## SUPPLIED MATERIAL
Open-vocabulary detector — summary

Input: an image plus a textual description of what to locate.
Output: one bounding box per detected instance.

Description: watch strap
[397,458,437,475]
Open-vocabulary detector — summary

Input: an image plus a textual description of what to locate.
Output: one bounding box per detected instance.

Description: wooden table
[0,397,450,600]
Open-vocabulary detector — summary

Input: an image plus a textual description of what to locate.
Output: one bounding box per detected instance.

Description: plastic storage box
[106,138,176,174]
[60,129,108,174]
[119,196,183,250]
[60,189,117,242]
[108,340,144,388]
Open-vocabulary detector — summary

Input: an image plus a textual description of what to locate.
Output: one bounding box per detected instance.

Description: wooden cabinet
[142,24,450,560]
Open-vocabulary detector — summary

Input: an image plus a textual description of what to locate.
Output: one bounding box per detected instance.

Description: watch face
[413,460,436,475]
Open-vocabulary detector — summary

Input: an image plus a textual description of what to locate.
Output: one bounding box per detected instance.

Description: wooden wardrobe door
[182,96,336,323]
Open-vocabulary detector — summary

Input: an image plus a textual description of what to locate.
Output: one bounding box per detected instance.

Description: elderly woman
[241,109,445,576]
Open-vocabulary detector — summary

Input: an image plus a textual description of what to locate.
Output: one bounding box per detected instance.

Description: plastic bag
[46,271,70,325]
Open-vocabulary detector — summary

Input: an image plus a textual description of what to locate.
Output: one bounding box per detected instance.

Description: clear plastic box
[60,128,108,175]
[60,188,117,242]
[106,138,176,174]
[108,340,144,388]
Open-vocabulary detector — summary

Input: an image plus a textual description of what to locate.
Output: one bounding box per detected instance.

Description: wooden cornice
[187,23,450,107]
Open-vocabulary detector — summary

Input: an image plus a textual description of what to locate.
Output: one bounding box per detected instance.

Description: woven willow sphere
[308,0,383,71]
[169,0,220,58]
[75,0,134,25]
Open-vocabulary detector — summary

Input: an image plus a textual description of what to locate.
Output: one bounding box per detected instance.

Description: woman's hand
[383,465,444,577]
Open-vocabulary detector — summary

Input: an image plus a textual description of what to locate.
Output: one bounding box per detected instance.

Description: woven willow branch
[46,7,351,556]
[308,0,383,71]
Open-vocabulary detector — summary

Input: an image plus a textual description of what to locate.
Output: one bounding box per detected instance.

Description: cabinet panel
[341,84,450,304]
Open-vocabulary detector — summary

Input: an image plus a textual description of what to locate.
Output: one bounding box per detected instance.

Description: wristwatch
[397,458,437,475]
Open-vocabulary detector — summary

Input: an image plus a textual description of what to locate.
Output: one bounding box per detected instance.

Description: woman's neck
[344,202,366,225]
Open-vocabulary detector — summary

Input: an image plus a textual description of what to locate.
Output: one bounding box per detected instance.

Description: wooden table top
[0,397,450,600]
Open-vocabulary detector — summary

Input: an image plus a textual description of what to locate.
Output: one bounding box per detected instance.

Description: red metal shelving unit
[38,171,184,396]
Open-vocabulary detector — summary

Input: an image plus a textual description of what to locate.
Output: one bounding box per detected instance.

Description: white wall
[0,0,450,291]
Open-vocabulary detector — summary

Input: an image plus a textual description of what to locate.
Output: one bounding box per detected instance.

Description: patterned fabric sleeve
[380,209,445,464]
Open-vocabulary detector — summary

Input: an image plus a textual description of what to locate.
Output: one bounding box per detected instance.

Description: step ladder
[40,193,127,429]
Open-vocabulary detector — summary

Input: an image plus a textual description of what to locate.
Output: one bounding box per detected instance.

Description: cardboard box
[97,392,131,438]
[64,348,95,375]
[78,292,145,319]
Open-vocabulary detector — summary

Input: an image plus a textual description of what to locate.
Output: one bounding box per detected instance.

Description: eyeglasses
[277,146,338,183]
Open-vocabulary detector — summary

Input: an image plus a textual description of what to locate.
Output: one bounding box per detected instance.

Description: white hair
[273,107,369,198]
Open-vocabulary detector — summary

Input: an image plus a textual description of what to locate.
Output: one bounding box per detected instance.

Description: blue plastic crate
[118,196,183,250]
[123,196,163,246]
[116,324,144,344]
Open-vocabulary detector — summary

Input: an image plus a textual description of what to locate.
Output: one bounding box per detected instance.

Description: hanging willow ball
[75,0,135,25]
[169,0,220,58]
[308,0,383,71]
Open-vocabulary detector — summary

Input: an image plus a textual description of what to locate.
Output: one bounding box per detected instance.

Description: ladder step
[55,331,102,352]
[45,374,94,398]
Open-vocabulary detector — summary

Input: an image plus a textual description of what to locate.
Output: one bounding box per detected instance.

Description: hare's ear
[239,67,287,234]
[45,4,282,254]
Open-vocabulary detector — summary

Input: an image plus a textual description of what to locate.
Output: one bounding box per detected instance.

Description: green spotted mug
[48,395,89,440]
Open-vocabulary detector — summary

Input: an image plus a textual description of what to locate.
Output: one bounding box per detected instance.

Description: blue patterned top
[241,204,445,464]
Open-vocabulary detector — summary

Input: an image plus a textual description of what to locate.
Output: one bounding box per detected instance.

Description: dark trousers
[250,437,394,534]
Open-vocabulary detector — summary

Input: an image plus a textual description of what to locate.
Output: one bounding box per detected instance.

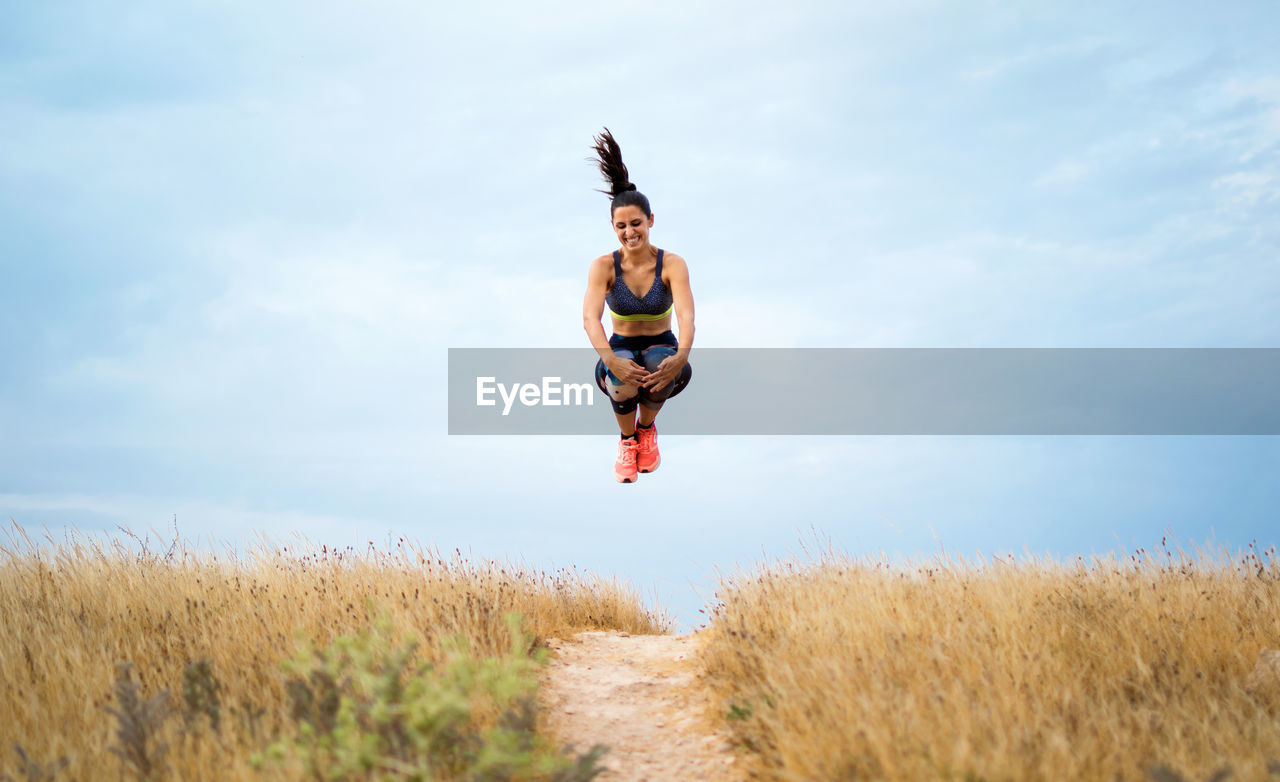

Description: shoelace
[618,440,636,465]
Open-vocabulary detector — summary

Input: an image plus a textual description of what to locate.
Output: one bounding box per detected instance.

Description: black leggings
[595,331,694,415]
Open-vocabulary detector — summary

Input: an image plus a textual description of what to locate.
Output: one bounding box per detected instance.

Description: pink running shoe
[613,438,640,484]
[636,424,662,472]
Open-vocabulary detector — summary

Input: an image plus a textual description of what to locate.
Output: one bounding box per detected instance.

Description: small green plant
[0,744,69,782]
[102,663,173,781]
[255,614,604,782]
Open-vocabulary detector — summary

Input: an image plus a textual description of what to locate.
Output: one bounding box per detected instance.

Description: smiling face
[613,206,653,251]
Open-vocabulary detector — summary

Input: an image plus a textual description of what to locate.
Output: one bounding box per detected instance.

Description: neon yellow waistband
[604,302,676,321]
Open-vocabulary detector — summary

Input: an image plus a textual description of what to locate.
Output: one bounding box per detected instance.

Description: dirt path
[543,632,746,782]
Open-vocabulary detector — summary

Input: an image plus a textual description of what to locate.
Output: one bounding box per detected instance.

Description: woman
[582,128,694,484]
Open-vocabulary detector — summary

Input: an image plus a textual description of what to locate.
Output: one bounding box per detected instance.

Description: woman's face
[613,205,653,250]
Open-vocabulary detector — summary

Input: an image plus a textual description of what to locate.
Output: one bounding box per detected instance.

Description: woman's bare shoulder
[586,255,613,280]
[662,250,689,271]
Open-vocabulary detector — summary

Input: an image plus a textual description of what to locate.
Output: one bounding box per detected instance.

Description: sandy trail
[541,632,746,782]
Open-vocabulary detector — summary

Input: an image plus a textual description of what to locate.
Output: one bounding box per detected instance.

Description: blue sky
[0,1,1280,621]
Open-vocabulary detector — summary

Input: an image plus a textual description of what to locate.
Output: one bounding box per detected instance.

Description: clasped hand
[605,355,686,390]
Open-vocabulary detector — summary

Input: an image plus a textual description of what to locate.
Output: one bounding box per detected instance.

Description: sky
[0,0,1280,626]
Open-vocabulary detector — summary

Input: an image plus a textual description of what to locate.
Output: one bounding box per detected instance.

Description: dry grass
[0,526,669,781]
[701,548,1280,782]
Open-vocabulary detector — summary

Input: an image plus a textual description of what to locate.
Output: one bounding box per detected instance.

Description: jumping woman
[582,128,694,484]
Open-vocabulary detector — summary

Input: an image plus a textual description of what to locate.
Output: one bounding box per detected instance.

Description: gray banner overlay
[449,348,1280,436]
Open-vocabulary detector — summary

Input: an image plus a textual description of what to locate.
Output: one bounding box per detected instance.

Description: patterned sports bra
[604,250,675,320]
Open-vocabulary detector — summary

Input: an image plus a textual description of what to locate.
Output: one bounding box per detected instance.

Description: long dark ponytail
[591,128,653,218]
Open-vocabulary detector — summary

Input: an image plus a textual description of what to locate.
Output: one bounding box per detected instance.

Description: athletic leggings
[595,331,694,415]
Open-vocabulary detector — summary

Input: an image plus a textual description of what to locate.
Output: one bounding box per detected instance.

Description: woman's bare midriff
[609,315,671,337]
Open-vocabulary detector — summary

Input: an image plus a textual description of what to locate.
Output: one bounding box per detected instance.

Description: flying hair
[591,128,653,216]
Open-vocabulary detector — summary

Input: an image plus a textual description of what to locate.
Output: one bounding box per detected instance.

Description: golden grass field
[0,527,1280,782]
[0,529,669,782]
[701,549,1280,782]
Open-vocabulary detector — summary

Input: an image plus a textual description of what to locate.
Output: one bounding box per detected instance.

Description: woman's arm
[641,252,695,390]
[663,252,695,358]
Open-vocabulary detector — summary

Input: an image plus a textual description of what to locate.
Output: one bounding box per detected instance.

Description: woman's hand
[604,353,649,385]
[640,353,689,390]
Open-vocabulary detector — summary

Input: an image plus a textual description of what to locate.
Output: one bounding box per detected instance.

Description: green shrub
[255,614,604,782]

...

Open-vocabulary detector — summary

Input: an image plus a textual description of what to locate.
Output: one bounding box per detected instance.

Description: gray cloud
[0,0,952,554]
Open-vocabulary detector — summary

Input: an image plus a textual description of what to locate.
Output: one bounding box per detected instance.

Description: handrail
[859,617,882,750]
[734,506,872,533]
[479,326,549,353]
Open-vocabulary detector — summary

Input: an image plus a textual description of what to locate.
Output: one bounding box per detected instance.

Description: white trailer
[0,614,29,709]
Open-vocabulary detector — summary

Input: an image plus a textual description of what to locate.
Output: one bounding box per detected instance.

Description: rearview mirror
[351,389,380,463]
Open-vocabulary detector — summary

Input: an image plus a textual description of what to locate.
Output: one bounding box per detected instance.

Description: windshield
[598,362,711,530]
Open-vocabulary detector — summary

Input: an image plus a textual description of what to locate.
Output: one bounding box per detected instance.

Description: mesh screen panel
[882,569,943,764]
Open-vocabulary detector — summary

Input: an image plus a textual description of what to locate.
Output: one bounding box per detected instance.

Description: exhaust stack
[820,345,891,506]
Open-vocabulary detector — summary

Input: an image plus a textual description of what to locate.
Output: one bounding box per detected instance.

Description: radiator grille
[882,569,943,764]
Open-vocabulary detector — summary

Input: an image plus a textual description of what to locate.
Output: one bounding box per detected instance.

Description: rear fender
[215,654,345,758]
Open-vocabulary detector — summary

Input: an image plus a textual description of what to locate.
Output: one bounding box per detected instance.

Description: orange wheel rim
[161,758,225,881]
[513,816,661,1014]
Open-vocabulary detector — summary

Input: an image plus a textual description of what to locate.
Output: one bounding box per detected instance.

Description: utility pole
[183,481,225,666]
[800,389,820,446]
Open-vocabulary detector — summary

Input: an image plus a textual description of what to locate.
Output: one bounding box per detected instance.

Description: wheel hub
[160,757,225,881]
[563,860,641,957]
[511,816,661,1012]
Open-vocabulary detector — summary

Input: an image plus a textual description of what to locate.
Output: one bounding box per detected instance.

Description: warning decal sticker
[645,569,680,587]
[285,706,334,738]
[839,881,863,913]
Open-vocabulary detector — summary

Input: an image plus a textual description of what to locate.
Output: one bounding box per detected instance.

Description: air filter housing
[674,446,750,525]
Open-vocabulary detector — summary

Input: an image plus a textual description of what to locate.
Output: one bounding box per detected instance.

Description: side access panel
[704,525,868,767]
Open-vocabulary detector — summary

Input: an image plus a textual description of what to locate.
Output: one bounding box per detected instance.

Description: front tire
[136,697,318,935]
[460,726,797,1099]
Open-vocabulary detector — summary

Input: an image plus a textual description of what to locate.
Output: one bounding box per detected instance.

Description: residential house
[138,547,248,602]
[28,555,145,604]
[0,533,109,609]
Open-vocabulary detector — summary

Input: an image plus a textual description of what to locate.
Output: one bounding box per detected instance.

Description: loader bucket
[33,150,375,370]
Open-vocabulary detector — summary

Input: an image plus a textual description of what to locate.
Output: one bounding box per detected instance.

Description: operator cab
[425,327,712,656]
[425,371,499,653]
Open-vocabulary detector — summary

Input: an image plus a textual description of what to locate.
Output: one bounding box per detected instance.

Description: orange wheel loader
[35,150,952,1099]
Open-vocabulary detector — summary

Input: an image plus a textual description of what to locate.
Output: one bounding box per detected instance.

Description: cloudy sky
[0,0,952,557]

## YOUR GOAL
Count the lines in the records that contain the word "woven" and reply with only that number.

## ANSWER TO THE TASK
2